* [WORK TO DO]:
Please find each line in the rows below that contains the word "fireplace" and copy those lines.

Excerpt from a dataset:
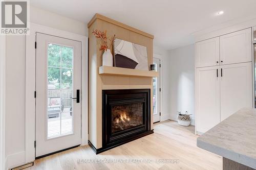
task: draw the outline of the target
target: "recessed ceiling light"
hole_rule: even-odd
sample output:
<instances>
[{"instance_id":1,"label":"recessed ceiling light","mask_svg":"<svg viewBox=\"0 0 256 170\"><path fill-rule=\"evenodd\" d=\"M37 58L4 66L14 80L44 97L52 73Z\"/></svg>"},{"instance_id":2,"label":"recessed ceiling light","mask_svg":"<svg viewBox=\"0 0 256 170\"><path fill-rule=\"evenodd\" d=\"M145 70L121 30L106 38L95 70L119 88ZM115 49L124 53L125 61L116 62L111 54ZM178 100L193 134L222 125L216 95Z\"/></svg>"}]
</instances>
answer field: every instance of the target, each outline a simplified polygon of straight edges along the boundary
<instances>
[{"instance_id":1,"label":"recessed ceiling light","mask_svg":"<svg viewBox=\"0 0 256 170\"><path fill-rule=\"evenodd\" d=\"M224 14L224 11L219 11L219 12L218 12L218 15L222 15L223 14Z\"/></svg>"}]
</instances>

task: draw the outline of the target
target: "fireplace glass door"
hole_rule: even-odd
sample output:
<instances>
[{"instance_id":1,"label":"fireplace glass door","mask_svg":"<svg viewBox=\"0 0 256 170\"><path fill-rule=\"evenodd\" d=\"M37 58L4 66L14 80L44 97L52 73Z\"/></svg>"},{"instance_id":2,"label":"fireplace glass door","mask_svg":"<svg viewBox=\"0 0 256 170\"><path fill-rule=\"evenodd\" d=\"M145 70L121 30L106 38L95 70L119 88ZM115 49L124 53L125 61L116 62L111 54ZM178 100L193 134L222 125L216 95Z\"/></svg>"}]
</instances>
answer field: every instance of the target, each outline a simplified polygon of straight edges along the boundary
<instances>
[{"instance_id":1,"label":"fireplace glass door","mask_svg":"<svg viewBox=\"0 0 256 170\"><path fill-rule=\"evenodd\" d=\"M111 133L142 125L143 103L112 106Z\"/></svg>"}]
</instances>

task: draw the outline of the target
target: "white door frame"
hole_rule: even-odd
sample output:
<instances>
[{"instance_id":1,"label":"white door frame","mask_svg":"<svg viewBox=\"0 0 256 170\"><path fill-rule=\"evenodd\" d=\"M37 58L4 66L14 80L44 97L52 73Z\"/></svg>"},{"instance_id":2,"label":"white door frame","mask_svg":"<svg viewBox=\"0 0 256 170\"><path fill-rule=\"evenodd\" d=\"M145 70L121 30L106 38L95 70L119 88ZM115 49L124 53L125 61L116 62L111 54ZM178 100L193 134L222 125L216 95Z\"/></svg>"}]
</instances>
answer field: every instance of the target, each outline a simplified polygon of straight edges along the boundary
<instances>
[{"instance_id":1,"label":"white door frame","mask_svg":"<svg viewBox=\"0 0 256 170\"><path fill-rule=\"evenodd\" d=\"M5 169L6 36L0 36L0 169Z\"/></svg>"},{"instance_id":2,"label":"white door frame","mask_svg":"<svg viewBox=\"0 0 256 170\"><path fill-rule=\"evenodd\" d=\"M163 78L163 69L162 69L162 67L163 66L163 64L162 64L162 60L163 60L163 58L162 58L161 55L156 54L153 54L153 58L154 58L159 59L160 60L160 71L159 78L160 78L160 88L161 89L161 91L159 92L159 94L160 94L159 101L160 101L160 103L159 111L161 113L160 122L162 122L163 120L165 120L164 118L163 118L163 113L162 112L163 102L162 102L163 101L162 92L164 91L164 89L163 88L163 85L163 85L163 79L162 79L162 78Z\"/></svg>"},{"instance_id":3,"label":"white door frame","mask_svg":"<svg viewBox=\"0 0 256 170\"><path fill-rule=\"evenodd\" d=\"M81 145L88 141L88 38L48 27L30 23L30 33L26 36L25 163L35 160L35 54L36 33L80 41L82 43L81 139Z\"/></svg>"}]
</instances>

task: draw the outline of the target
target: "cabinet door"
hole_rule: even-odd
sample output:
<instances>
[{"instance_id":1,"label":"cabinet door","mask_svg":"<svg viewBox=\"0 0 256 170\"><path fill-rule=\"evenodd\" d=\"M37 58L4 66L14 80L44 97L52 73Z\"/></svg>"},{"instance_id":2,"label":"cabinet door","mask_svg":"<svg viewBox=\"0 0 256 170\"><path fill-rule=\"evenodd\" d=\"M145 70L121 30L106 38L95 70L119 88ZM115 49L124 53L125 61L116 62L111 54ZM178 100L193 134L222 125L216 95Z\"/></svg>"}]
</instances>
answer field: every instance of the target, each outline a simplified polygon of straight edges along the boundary
<instances>
[{"instance_id":1,"label":"cabinet door","mask_svg":"<svg viewBox=\"0 0 256 170\"><path fill-rule=\"evenodd\" d=\"M196 46L197 67L219 65L219 37L198 42L196 43Z\"/></svg>"},{"instance_id":2,"label":"cabinet door","mask_svg":"<svg viewBox=\"0 0 256 170\"><path fill-rule=\"evenodd\" d=\"M221 73L221 120L243 107L252 107L251 63L223 65Z\"/></svg>"},{"instance_id":3,"label":"cabinet door","mask_svg":"<svg viewBox=\"0 0 256 170\"><path fill-rule=\"evenodd\" d=\"M220 121L220 66L196 70L196 129L201 133L206 132Z\"/></svg>"},{"instance_id":4,"label":"cabinet door","mask_svg":"<svg viewBox=\"0 0 256 170\"><path fill-rule=\"evenodd\" d=\"M222 36L220 41L221 64L252 61L250 28Z\"/></svg>"}]
</instances>

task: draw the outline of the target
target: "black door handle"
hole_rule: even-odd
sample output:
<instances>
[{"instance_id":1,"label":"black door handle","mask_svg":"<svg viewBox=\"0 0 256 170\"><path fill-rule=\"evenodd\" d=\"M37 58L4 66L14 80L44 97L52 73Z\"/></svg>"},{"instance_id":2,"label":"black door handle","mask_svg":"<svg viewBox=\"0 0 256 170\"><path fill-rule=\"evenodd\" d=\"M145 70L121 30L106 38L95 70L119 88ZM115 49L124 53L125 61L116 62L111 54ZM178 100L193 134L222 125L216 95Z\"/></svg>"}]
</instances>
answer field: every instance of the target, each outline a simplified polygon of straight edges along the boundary
<instances>
[{"instance_id":1,"label":"black door handle","mask_svg":"<svg viewBox=\"0 0 256 170\"><path fill-rule=\"evenodd\" d=\"M80 90L76 90L76 98L71 98L72 99L76 99L76 103L80 103Z\"/></svg>"}]
</instances>

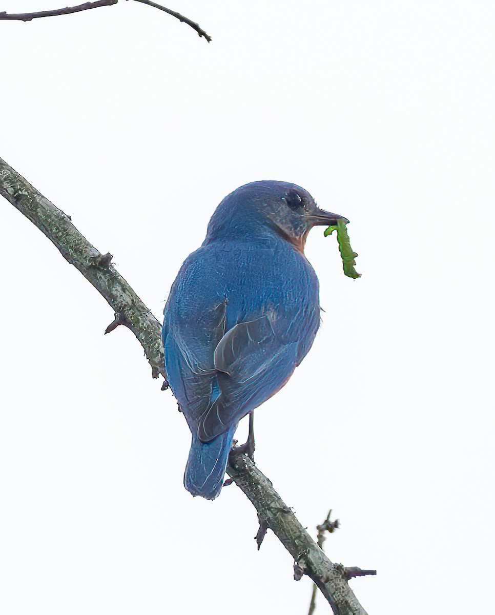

* [EXERCISE SOLUTION]:
target: "fireplace glass door"
[{"instance_id":1,"label":"fireplace glass door","mask_svg":"<svg viewBox=\"0 0 256 170\"><path fill-rule=\"evenodd\" d=\"M37 58L4 66L14 80L44 97L52 73Z\"/></svg>"},{"instance_id":2,"label":"fireplace glass door","mask_svg":"<svg viewBox=\"0 0 256 170\"><path fill-rule=\"evenodd\" d=\"M145 70L121 30L106 38L95 70L119 88ZM115 49L124 53L125 61L116 62L111 54ZM178 100L193 134L222 125L216 95Z\"/></svg>"}]
[{"instance_id":1,"label":"fireplace glass door","mask_svg":"<svg viewBox=\"0 0 256 170\"><path fill-rule=\"evenodd\" d=\"M111 133L142 125L143 103L112 106Z\"/></svg>"}]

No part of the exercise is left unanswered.